## EXERCISE MATERIAL
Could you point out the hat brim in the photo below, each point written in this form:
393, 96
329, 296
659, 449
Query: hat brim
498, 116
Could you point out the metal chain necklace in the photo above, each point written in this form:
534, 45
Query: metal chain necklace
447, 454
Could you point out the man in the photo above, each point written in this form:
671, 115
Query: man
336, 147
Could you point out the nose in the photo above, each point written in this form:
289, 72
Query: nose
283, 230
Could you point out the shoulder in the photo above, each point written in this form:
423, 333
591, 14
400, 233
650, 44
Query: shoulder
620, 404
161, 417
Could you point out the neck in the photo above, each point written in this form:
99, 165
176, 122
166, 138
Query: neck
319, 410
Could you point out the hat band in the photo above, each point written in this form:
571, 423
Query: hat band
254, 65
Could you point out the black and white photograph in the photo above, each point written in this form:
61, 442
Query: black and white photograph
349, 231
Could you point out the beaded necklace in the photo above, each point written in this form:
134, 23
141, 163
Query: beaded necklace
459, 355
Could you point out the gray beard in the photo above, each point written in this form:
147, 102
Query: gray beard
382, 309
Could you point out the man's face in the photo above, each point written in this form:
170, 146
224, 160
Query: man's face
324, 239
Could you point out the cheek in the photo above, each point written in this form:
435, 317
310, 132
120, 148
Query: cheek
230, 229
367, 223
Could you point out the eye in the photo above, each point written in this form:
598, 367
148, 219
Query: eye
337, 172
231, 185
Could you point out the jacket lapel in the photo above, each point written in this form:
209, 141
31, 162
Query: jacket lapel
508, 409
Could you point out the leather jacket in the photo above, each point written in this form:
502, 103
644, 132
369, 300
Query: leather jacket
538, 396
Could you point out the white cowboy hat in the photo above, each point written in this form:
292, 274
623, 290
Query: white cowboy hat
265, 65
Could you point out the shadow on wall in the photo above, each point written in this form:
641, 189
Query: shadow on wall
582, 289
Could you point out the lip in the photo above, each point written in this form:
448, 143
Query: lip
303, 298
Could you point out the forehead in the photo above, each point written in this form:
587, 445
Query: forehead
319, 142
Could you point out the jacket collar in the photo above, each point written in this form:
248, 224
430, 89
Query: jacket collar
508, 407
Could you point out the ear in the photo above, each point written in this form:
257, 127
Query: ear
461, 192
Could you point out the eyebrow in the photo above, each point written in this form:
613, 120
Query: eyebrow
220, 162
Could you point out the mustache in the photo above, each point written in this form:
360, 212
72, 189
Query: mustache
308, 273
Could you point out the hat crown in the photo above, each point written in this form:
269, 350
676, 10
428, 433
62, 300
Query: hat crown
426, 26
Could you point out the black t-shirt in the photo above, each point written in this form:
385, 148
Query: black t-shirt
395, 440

## TASK OBJECTIVE
Lay out every line of the records above as a Markdown table with two columns, "No." for the row number and "Line" for the line itself. Skip any blank lines.

## RESULT
| No. | Line |
|---|---|
| 1 | Could you point out the hat brim in the photo below, each point written in this form: |
| 2 | 393, 96 |
| 3 | 329, 296 |
| 4 | 659, 449 |
| 5 | Query: hat brim |
| 6 | 498, 116 |
| 7 | Could you point out the metal chain necklace in the photo above, each point written in this form: |
| 8 | 534, 45 |
| 9 | Query: metal chain necklace |
| 10 | 447, 454 |
| 11 | Could you point out the man in the photo above, each point written in this form: |
| 12 | 671, 115 |
| 13 | Query: man |
| 14 | 336, 147 |
| 15 | Could you point out the nose in the photo above, each point written in this form: |
| 16 | 289, 72 |
| 17 | Query: nose |
| 18 | 283, 230 |
| 19 | Could you point out the shoulder in the photo above, each point written in this form: |
| 20 | 423, 333 |
| 21 | 591, 14 |
| 22 | 400, 233 |
| 23 | 650, 44 |
| 24 | Query: shoulder |
| 25 | 620, 404 |
| 26 | 161, 417 |
| 27 | Could you point out the neck in the photo above, each point written in this form: |
| 28 | 99, 165 |
| 29 | 176, 122 |
| 30 | 166, 138 |
| 31 | Query: neck |
| 32 | 319, 410 |
| 33 | Could you point out the hat band in the photo above, each point written in this form: |
| 34 | 571, 423 |
| 35 | Query: hat band |
| 36 | 254, 65 |
| 37 | Could you point out the black and white photograph in the photo above, each point written in this form: |
| 38 | 61, 442 |
| 39 | Query: black and white photograph |
| 40 | 349, 231 |
| 41 | Could you point out the beaded necklace in the photo above, each point written in this form: |
| 42 | 134, 23 |
| 43 | 141, 163 |
| 44 | Query: beaded necklace |
| 45 | 459, 355 |
| 46 | Could you point out the gray beard in the photo above, each point written in this form: |
| 47 | 147, 102 |
| 48 | Query: gray beard |
| 49 | 382, 309 |
| 50 | Could you point out the man's face in the photo above, each point written in this form: |
| 51 | 170, 146 |
| 52 | 224, 160 |
| 53 | Query: man's face |
| 54 | 324, 239 |
| 55 | Could you point out the cheek in the photo above, each point written in this form: |
| 56 | 435, 317 |
| 57 | 310, 132 |
| 58 | 120, 148 |
| 59 | Query: cheek |
| 60 | 230, 229 |
| 61 | 367, 223 |
| 62 | Could you point out the eye in the photo above, each point written in this form: |
| 63 | 598, 367 |
| 64 | 148, 219 |
| 65 | Query: eye |
| 66 | 337, 172 |
| 67 | 231, 185 |
| 68 | Could you point out the jacket lapel in the photo above, each point written in this form: |
| 69 | 209, 141 |
| 70 | 31, 162 |
| 71 | Query: jacket lapel |
| 72 | 508, 409 |
| 73 | Could you point out the leather jacket in the photo above, each point written in this form: |
| 74 | 502, 103 |
| 75 | 644, 132 |
| 76 | 369, 300 |
| 77 | Query: leather jacket |
| 78 | 538, 396 |
| 79 | Could you point out the white cowboy hat in the photo above, each point written in this form: |
| 80 | 292, 274 |
| 81 | 623, 290 |
| 82 | Query: white cowboy hat |
| 83 | 265, 65 |
| 84 | Could you point out the shadow on wall in the photo above, each point written in this form: |
| 85 | 641, 189 |
| 86 | Query: shadow on wall |
| 87 | 582, 289 |
| 88 | Could you point out the lip in the photo above, each point written in this form: |
| 89 | 448, 143 |
| 90 | Query: lip |
| 91 | 303, 298 |
| 92 | Could you point out the forehead in the photo above, each point written in this form: |
| 93 | 587, 445 |
| 94 | Query: forehead |
| 95 | 319, 142 |
| 96 | Could you point out the jacket collar in the photo above, each point written in this form: |
| 97 | 248, 224 |
| 98 | 430, 89 |
| 99 | Query: jacket collar |
| 100 | 508, 407 |
| 101 | Could you point out the ear in the photo above, each point written in this form: |
| 102 | 257, 127 |
| 103 | Query: ear |
| 104 | 461, 192 |
| 105 | Could you point out the eyebrow in the photo above, each point written in this form: |
| 106 | 613, 120 |
| 107 | Query: eyebrow |
| 108 | 220, 162 |
| 109 | Could you point out the mustache in the photo above, each point written in this form: |
| 110 | 360, 212 |
| 111 | 72, 189 |
| 112 | Query: mustache |
| 113 | 308, 273 |
| 114 | Could you point out the hat crown in the photo above, each point written in this form: |
| 115 | 269, 350 |
| 116 | 676, 10 |
| 117 | 428, 433 |
| 118 | 62, 300 |
| 119 | Query: hat crown |
| 120 | 426, 26 |
| 121 | Could you point out the black t-shirt in the photo above, each point written in this form: |
| 122 | 385, 148 |
| 123 | Query: black t-shirt |
| 124 | 395, 440 |